Evolution

Jun 13, 2001 at 12:00 am
Carbonatix Pre-Player Loader

Audio By Carbonatix

Of all the tidbits about evolutionary theory scattered through this science-fiction comedy, one is the most telling: When it comes to the survival of the fittest, the simpler the organism, the easier it is to adapt. That applies to cinematic survival as well. The more basic the plotline, the more often it will be recycled.

In the case of Evolution, whose story was fashioned by screenwriter Don Jakoby (Vampires, Arachnophobia) as a pastiche of stock sci-fi situations, director Ivan Reitman uses the comedic blueprint he worked so well in Ghostbusters. Take some scientists exiled to obscurity, create a phenomenon which only they can effectively deal with, add an oddball love story, spice the whole thing with liberal doses of absurdist humor, then fashion a climactic encounter when the enemy can be blown up, leaving only a viscous goo in its wake.

When a meteor hits the Arizona desert, it nearly obliterates Wayne (Seann William Scott), who just happens to be there preparing for his firefighter’s exam. The impact sends Wayne’s muscle car spinning into the air and crashing spectacularly. This little sequence is the template for everything to come in Evolution.

**Tasks**:
- A) Duplicate the stretch of the Evolution review from "Jun 13, 2001" through "will be recycled.".
- B) Put this sentence from the Evolution review into Spanish: "The impact sends Wayne’s muscle car spinning into the air and crashing spectacularly."
- C) Answer these questions using the Evolution review:
(i) Who directed Evolution?
(ii) Where does the meteor hit?
(iii) What exam is Wayne preparing for?
The material that comes next has no connection to the Evolution review.

**Available data**:

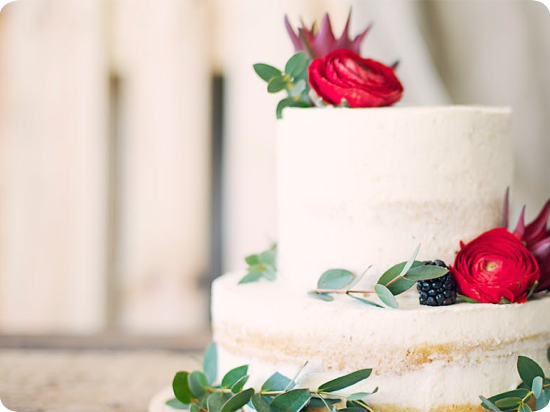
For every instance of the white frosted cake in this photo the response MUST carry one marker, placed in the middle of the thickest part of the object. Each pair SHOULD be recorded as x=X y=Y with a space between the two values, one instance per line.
x=362 y=187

**Results in order**:
- A)
Jun 13, 2001 at 12:00 am
Carbonatix Pre-Player Loader

Audio By Carbonatix

Of all the tidbits about evolutionary theory scattered through this science-fiction comedy, one is the most telling: When it comes to the survival of the fittest, the simpler the organism, the easier it is to adapt. That applies to cinematic survival as well. The more basic the plotline, the more often it will be recycled.

- B) El impacto hace que el muscle car de Wayne salga girando por los aires y se estrelle de forma espectacular.

- C)
(i) Ivan Reitman
(ii) The Arizona desert
(iii) His firefighter's exam